What you need to do = Find "wooden staircase, which" in the material below, then copy that line and every subsequent line to the end, exactly.

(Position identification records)
________________________

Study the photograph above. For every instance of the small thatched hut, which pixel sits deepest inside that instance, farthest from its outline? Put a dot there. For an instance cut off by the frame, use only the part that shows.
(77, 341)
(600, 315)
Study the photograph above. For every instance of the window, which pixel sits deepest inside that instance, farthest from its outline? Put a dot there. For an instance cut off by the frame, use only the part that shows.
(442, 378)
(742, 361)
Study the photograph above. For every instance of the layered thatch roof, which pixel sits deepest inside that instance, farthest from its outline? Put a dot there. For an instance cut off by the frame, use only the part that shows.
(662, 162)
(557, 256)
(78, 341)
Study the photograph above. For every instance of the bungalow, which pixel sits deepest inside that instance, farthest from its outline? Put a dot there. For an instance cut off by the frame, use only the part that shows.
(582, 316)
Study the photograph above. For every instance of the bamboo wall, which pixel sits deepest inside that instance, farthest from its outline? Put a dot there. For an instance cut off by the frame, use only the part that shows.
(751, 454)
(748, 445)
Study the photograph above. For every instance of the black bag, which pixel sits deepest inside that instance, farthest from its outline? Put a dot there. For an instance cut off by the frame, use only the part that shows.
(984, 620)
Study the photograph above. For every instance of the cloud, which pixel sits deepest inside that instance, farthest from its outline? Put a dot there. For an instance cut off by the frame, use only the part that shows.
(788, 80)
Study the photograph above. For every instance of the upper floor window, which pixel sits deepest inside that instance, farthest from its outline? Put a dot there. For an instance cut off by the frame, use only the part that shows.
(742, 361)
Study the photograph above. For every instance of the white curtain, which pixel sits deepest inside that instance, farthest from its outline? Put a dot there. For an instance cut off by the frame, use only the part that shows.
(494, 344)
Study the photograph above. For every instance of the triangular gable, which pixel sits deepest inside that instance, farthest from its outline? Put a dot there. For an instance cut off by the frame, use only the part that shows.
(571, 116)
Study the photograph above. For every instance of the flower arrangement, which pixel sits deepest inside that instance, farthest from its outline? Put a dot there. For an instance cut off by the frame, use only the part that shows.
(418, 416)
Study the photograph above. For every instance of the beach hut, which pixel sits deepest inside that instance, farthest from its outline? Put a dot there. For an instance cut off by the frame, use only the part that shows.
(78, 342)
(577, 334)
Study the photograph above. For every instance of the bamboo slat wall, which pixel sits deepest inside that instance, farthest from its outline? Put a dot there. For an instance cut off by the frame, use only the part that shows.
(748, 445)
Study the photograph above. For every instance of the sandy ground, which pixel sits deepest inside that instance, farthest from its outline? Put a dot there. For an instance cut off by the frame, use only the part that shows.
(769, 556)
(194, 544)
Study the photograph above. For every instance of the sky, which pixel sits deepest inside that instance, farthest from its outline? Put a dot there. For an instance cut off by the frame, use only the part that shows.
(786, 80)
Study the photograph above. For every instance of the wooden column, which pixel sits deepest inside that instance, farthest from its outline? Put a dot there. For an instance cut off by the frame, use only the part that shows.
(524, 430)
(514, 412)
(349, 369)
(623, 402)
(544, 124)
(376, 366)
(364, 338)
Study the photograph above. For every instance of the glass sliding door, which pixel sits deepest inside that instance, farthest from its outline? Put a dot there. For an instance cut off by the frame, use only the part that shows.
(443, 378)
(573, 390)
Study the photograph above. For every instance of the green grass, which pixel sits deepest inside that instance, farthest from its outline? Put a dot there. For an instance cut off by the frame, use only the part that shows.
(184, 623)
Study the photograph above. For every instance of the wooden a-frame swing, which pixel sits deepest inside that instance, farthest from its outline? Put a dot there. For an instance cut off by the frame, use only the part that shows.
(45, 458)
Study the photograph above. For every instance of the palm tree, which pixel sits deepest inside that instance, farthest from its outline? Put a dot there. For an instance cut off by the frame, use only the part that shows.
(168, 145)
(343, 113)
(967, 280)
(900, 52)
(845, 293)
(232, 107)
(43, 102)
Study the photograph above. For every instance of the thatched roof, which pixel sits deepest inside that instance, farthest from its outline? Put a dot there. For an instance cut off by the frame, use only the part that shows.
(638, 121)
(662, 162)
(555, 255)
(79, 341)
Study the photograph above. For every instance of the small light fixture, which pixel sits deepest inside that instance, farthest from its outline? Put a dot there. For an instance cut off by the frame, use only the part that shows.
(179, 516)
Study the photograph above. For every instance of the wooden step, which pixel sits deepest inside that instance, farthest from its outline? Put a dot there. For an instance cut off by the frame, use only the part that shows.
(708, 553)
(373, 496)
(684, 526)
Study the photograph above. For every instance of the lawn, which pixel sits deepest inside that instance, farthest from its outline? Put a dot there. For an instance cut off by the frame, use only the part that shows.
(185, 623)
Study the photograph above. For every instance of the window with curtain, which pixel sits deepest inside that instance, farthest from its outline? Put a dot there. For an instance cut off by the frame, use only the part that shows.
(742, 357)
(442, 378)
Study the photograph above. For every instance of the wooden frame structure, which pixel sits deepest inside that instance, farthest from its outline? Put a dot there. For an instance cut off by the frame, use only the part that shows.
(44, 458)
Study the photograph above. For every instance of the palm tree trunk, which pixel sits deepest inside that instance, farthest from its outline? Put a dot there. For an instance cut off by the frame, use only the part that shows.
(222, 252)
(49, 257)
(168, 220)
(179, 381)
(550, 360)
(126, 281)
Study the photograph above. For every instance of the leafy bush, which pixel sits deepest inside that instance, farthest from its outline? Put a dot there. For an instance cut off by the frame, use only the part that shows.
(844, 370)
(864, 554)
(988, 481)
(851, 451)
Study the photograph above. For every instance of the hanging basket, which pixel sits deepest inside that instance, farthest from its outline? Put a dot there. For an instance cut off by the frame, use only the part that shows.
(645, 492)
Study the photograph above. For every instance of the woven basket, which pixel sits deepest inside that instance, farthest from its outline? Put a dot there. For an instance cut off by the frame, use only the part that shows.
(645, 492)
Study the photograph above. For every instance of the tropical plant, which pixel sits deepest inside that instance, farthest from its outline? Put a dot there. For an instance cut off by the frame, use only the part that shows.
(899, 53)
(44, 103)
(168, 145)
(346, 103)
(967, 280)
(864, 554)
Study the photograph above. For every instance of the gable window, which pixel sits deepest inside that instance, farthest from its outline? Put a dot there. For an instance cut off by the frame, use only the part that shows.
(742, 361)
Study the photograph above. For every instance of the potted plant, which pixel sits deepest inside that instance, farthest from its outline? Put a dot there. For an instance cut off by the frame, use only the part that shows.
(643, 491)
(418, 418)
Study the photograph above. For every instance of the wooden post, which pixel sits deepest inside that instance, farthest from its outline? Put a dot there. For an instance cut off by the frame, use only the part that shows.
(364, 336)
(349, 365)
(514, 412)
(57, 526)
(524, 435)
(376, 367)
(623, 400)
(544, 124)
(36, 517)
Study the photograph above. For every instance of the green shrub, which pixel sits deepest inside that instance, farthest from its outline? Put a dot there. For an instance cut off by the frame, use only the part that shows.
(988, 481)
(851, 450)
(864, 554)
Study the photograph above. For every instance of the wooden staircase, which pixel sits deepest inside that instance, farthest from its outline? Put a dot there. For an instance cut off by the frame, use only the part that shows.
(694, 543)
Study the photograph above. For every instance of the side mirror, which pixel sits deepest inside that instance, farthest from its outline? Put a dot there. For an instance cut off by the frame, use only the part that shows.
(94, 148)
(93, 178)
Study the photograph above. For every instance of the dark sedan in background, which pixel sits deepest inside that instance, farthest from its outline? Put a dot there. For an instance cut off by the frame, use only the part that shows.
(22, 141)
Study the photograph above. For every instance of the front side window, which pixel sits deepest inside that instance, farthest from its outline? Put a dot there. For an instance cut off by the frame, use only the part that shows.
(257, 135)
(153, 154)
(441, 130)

________________________

Exercise solution =
Study the photograph above. For every instance of the wooden staircase, which pixel sits deepest inside that instance, farthest from its outline? Put a dot there. For an instance cut off by the frame, use only the part that shows.
(694, 543)
Study the photograph above. For every instance of the side mirror, which pixel sits deepest inside that instance, farthest from its outline? Put a dot there. For an instance cut off by the frame, use only the part that shows.
(94, 148)
(93, 178)
Study the photograph above. For every instance of the dark sedan in background, which pixel sits deepest inside that instance, farthest from its outline? Put a dot there. For an instance cut off by the frame, use only the part that shows.
(22, 141)
Study the photograph above. For every instance of the front side window, which pixel sits deepest inside that instance, farthest from its outline? Put a dot there. For an instance cut off by the frame, use only the part that shows.
(257, 135)
(153, 154)
(441, 130)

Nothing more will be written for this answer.